**Your goal**. In the entries below, reproduce word for word every line from the one containing "Report the location of each instance of the tree with" up to and including the one containing "x=151, y=172".

**Data provided**.

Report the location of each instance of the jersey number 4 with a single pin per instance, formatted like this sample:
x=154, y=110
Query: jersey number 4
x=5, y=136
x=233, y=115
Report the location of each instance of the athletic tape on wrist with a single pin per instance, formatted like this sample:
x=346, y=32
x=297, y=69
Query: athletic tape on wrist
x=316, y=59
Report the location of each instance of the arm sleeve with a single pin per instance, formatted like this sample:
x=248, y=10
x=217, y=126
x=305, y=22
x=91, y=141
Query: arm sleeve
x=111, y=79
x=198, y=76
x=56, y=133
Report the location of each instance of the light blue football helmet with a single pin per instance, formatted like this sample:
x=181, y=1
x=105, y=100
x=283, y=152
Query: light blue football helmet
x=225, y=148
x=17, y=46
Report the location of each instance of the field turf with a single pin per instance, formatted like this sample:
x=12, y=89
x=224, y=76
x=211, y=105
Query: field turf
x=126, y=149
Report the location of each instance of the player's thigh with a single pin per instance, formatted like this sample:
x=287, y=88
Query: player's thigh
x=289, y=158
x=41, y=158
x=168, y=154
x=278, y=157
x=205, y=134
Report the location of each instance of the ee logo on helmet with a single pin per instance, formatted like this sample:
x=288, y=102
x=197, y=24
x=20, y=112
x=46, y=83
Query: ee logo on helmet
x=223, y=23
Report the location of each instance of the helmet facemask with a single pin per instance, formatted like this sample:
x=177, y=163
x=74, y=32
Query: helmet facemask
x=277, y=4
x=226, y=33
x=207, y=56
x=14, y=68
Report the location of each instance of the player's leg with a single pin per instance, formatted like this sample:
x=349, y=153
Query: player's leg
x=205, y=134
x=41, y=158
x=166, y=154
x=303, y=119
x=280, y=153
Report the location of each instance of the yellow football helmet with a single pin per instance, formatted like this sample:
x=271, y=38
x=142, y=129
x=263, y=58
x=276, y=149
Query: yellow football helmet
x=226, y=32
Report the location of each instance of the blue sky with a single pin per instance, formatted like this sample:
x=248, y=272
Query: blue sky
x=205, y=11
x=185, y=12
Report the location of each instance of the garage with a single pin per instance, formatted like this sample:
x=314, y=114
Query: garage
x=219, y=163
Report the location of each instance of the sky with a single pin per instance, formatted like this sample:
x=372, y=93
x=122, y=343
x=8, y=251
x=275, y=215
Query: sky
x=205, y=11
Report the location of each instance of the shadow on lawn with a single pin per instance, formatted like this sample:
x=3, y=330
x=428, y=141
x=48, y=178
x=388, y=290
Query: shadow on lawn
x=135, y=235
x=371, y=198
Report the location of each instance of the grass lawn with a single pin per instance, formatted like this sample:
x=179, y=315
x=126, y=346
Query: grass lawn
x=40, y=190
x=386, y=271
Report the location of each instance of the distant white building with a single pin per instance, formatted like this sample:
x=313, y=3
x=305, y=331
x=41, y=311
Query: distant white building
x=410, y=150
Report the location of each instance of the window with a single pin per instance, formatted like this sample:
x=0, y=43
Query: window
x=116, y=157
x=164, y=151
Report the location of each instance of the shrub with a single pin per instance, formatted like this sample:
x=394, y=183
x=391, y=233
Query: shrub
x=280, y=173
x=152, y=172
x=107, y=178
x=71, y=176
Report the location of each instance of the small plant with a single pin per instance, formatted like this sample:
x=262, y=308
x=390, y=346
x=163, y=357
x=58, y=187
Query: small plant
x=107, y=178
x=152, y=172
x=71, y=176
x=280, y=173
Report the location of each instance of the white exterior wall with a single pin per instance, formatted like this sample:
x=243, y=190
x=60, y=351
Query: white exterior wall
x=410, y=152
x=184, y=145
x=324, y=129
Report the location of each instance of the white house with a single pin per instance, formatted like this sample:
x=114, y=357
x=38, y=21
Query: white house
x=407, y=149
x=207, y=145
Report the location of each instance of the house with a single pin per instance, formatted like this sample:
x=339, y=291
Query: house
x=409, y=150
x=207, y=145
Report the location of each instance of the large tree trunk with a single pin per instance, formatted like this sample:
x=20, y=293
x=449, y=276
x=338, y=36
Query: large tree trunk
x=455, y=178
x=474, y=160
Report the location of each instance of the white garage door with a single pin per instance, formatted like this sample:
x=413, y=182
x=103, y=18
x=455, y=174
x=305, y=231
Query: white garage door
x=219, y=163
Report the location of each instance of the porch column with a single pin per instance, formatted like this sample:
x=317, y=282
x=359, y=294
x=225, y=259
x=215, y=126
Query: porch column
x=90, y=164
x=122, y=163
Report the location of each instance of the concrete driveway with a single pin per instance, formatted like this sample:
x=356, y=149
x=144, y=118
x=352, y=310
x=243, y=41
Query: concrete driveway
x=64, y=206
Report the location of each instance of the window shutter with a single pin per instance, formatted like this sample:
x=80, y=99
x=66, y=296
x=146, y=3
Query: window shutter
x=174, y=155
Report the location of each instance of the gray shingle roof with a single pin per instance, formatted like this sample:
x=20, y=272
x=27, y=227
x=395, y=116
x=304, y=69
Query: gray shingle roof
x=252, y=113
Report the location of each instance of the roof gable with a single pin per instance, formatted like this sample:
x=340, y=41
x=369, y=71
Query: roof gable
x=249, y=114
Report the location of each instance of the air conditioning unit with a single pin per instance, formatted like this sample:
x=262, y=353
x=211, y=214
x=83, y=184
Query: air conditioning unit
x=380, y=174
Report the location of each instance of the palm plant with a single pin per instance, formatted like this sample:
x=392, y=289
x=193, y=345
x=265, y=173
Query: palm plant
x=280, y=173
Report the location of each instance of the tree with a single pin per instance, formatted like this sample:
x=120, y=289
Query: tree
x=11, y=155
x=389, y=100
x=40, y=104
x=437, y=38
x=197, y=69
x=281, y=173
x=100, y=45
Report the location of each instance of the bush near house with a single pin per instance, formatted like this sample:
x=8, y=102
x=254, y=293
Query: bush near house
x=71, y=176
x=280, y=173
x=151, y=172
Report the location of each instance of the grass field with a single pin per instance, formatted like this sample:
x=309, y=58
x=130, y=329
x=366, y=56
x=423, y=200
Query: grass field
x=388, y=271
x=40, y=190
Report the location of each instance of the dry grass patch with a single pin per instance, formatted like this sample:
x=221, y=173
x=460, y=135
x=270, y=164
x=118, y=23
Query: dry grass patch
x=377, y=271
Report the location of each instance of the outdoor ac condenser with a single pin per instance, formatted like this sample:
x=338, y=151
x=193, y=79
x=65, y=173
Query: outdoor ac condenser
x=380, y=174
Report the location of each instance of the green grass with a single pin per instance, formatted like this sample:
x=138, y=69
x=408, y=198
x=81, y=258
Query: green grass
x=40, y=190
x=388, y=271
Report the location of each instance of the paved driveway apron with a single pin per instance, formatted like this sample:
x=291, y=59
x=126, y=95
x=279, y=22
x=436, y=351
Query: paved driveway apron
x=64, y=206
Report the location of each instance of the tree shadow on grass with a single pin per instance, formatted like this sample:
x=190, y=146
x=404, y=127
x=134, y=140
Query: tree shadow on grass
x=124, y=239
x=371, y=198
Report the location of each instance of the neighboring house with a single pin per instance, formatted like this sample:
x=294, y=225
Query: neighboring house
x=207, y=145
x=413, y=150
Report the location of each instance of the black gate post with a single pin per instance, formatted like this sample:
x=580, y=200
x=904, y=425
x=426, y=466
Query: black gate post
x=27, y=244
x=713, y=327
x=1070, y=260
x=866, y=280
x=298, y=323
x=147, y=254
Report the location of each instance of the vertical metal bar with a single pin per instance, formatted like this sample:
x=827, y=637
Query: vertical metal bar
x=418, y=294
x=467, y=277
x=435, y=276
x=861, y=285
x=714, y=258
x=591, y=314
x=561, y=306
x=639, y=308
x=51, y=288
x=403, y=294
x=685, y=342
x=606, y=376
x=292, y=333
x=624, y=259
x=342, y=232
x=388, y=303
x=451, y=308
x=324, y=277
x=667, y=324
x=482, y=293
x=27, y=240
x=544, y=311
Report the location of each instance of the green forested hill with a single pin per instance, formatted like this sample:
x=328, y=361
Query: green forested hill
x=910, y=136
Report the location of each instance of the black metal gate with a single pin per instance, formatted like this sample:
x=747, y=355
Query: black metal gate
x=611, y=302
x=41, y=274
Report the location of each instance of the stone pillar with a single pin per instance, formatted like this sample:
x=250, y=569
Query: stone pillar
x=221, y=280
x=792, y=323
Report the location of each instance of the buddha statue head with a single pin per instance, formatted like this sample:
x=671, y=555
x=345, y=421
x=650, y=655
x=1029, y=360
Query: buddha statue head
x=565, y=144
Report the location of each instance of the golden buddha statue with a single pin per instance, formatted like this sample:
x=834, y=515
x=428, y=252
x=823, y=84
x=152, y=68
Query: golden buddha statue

**The output**.
Report the location of each instance of the tree with a single pin per instance, formatted like this sample:
x=120, y=289
Query: tree
x=11, y=155
x=389, y=100
x=40, y=104
x=437, y=38
x=197, y=69
x=281, y=173
x=100, y=45
Report the location of each instance of the bush near house with a single pin per instance, formatted like this sample:
x=8, y=102
x=254, y=293
Query: bush near house
x=71, y=176
x=280, y=173
x=151, y=172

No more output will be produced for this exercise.